(Point localization data)
________________________________________
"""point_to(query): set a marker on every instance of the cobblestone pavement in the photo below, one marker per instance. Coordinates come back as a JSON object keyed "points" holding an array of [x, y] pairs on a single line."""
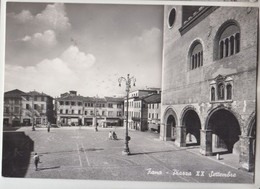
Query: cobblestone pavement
{"points": [[82, 153]]}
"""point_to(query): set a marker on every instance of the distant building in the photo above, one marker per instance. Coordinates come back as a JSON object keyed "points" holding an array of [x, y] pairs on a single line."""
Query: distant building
{"points": [[22, 108], [154, 112], [138, 109], [73, 109]]}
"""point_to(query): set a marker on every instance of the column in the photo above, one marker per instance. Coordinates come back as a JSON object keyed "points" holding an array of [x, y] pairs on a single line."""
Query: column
{"points": [[206, 142], [163, 132], [246, 156], [180, 136]]}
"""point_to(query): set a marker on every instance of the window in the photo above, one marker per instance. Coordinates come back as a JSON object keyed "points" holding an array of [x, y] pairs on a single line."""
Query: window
{"points": [[221, 89], [6, 109], [212, 94], [229, 91], [196, 55], [171, 19], [221, 93], [16, 110], [119, 113], [227, 42]]}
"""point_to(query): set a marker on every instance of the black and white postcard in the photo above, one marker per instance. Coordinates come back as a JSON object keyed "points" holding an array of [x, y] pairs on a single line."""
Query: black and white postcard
{"points": [[162, 94]]}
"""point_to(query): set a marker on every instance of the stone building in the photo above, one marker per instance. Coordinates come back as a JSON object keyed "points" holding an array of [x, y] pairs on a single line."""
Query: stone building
{"points": [[209, 80], [73, 109], [154, 112], [22, 108], [138, 108]]}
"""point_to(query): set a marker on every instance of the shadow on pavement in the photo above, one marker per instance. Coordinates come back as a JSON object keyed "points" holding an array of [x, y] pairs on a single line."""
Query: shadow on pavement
{"points": [[17, 148], [73, 151], [140, 153], [45, 168]]}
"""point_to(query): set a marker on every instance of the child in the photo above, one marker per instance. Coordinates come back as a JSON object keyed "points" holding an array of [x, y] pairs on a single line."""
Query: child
{"points": [[110, 135], [36, 159]]}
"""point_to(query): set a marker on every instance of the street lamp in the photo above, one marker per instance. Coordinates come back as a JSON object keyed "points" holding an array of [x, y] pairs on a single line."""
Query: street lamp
{"points": [[33, 126], [128, 82], [95, 114]]}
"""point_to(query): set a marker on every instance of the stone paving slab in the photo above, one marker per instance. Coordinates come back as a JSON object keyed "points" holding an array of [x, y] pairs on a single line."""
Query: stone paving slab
{"points": [[82, 153]]}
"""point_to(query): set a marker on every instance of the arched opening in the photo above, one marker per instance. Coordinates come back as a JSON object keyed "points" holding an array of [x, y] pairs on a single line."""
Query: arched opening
{"points": [[171, 128], [227, 40], [192, 123], [252, 148], [225, 132], [196, 55]]}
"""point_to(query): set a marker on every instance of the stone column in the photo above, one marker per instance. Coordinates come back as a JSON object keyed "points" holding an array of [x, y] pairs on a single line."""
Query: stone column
{"points": [[162, 132], [206, 142], [181, 136], [246, 156]]}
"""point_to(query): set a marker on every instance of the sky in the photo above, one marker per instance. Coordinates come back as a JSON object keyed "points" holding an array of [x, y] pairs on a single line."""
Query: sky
{"points": [[55, 48]]}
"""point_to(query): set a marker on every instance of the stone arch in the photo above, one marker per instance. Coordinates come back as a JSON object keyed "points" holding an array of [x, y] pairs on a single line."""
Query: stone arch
{"points": [[251, 123], [193, 60], [225, 128], [191, 121], [171, 121]]}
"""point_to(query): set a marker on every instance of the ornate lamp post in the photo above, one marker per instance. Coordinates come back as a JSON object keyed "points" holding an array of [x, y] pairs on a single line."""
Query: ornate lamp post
{"points": [[33, 126], [128, 81], [95, 114]]}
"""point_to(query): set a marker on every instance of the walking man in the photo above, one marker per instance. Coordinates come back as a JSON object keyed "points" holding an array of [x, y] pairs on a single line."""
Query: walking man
{"points": [[49, 127], [36, 159]]}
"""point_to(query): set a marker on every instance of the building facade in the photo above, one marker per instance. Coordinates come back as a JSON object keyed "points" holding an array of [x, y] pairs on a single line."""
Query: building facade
{"points": [[23, 109], [154, 112], [209, 79], [73, 109], [138, 109]]}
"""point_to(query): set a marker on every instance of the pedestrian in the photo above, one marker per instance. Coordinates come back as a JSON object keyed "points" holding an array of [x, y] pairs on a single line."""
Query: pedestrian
{"points": [[49, 127], [36, 159], [110, 135], [114, 135]]}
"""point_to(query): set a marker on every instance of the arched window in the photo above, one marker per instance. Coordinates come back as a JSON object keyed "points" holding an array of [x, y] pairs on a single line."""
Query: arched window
{"points": [[221, 49], [196, 55], [237, 42], [232, 38], [221, 91], [212, 94], [227, 40], [229, 91]]}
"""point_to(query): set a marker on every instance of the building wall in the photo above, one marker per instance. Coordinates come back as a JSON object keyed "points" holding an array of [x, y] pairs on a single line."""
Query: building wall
{"points": [[185, 90], [182, 86]]}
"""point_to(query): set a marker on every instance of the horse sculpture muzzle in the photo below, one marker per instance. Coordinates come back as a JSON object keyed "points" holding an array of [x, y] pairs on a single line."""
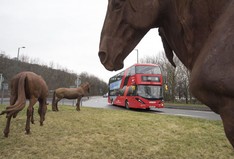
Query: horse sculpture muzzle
{"points": [[111, 64]]}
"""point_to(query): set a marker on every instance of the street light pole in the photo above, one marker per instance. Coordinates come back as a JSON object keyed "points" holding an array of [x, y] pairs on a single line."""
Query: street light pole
{"points": [[19, 51], [137, 54]]}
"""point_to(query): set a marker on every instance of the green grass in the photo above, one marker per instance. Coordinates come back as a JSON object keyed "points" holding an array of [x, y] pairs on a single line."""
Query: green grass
{"points": [[96, 133]]}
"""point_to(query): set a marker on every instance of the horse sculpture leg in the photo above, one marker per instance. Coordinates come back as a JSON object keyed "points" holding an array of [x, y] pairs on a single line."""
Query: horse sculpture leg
{"points": [[55, 106], [42, 110], [32, 102], [227, 115], [212, 75], [78, 103], [7, 128]]}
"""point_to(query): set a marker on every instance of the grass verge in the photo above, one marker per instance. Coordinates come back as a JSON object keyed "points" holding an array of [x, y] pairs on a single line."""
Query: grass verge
{"points": [[112, 134]]}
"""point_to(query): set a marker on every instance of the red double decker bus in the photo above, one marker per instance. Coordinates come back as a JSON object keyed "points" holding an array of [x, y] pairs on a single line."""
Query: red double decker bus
{"points": [[139, 86]]}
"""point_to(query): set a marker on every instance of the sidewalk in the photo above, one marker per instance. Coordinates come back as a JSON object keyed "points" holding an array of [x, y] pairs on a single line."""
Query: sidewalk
{"points": [[187, 107]]}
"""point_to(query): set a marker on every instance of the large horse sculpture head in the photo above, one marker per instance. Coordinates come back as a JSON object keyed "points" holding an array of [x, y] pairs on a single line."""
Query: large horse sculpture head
{"points": [[199, 32]]}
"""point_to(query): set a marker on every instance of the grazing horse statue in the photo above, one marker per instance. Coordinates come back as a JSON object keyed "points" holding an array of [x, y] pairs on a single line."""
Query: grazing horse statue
{"points": [[26, 85], [70, 93], [199, 32]]}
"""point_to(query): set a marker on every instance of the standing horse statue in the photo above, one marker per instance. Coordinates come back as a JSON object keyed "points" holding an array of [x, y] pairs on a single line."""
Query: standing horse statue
{"points": [[26, 85], [70, 93], [199, 32]]}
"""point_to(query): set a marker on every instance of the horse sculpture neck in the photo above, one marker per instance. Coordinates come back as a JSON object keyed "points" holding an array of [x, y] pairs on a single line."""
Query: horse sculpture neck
{"points": [[186, 33]]}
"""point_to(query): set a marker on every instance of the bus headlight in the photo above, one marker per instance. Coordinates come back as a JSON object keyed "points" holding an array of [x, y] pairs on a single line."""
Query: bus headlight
{"points": [[140, 101]]}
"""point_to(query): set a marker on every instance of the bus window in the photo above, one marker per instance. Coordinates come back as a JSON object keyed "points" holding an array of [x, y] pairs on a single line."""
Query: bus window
{"points": [[147, 91], [148, 70], [131, 91]]}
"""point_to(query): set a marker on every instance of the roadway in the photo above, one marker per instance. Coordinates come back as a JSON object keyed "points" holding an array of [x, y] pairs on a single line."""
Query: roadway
{"points": [[100, 102]]}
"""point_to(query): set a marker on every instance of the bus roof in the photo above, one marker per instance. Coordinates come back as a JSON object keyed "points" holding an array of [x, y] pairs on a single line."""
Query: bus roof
{"points": [[137, 64]]}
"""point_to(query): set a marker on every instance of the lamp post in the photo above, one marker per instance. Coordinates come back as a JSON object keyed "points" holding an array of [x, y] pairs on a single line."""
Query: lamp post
{"points": [[137, 54], [19, 51]]}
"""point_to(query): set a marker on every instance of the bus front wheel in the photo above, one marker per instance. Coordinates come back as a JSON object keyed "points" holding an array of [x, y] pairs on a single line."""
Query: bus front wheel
{"points": [[127, 104]]}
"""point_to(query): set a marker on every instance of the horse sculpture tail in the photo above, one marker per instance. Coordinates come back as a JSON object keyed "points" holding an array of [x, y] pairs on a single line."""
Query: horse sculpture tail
{"points": [[21, 98]]}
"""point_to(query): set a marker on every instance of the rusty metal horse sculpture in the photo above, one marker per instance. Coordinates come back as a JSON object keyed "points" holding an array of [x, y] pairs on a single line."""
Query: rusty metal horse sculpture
{"points": [[26, 85], [70, 93], [199, 32]]}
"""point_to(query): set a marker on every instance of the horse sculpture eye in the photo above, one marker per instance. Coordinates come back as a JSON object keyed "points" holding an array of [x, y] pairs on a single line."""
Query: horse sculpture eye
{"points": [[117, 4]]}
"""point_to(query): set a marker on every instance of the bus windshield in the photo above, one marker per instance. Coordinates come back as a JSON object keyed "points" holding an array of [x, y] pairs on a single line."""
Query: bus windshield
{"points": [[149, 91], [148, 70]]}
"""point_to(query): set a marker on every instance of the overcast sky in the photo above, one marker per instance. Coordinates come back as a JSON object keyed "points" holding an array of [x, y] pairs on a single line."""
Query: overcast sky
{"points": [[65, 32]]}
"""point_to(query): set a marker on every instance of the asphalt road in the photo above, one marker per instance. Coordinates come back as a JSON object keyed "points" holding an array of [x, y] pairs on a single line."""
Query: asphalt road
{"points": [[100, 102]]}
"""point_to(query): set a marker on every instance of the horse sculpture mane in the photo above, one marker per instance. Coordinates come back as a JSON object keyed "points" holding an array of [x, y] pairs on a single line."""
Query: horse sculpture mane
{"points": [[70, 93], [26, 85], [199, 32]]}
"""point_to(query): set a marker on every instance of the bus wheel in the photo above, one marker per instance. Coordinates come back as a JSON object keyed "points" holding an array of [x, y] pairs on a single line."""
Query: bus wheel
{"points": [[127, 104]]}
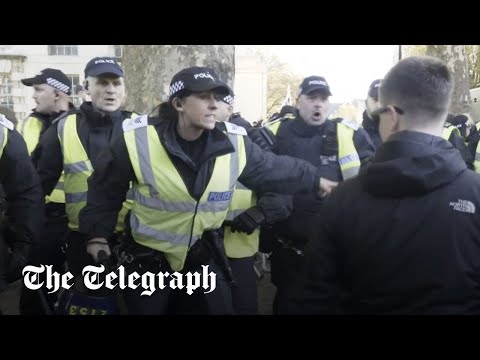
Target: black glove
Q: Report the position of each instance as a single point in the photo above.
(248, 221)
(18, 260)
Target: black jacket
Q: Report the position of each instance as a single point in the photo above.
(371, 127)
(401, 238)
(458, 143)
(109, 183)
(319, 146)
(25, 200)
(94, 130)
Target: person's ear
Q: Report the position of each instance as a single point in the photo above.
(394, 120)
(177, 104)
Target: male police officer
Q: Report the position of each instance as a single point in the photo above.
(25, 204)
(402, 237)
(74, 142)
(371, 104)
(336, 147)
(51, 93)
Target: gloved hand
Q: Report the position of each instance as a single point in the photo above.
(18, 260)
(262, 137)
(248, 221)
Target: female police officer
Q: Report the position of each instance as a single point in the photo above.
(184, 166)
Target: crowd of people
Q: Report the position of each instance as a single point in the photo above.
(377, 218)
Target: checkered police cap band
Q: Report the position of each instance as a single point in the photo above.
(53, 77)
(228, 99)
(58, 85)
(176, 87)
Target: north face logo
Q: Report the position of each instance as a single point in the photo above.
(463, 206)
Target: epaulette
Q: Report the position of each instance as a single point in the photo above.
(135, 123)
(277, 120)
(234, 129)
(61, 116)
(351, 124)
(5, 122)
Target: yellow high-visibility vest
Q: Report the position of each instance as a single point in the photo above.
(6, 125)
(447, 131)
(31, 129)
(164, 215)
(347, 153)
(238, 244)
(78, 168)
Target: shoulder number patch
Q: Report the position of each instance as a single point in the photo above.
(351, 124)
(134, 123)
(5, 122)
(234, 129)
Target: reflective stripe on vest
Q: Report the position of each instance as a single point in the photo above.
(3, 139)
(238, 244)
(476, 163)
(31, 129)
(347, 154)
(274, 125)
(164, 216)
(77, 169)
(447, 131)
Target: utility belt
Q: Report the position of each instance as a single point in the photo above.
(55, 210)
(132, 255)
(289, 245)
(211, 247)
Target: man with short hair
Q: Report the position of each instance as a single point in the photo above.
(74, 142)
(21, 184)
(402, 237)
(51, 94)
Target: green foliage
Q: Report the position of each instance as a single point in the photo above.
(279, 77)
(473, 63)
(413, 50)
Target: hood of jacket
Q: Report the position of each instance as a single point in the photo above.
(411, 164)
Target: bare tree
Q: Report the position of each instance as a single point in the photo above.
(149, 69)
(454, 56)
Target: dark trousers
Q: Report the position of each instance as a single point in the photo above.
(47, 251)
(178, 301)
(244, 290)
(287, 270)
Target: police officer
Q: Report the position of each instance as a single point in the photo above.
(453, 133)
(242, 227)
(51, 93)
(73, 144)
(25, 204)
(371, 104)
(336, 147)
(416, 249)
(184, 166)
(473, 145)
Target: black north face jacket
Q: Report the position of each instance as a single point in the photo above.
(401, 238)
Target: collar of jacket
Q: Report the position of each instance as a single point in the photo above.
(97, 119)
(299, 126)
(368, 123)
(217, 142)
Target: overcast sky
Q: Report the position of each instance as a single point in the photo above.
(348, 69)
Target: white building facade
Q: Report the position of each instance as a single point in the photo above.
(23, 61)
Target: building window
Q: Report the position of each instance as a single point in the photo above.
(76, 96)
(68, 50)
(118, 49)
(6, 97)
________________________________________
Check each line above for the word "police" and copy the ones that have it.

* EXERCISE ANSWER
Target: male police officer
Target: female police officer
Target: checkered police cap band
Target: police officer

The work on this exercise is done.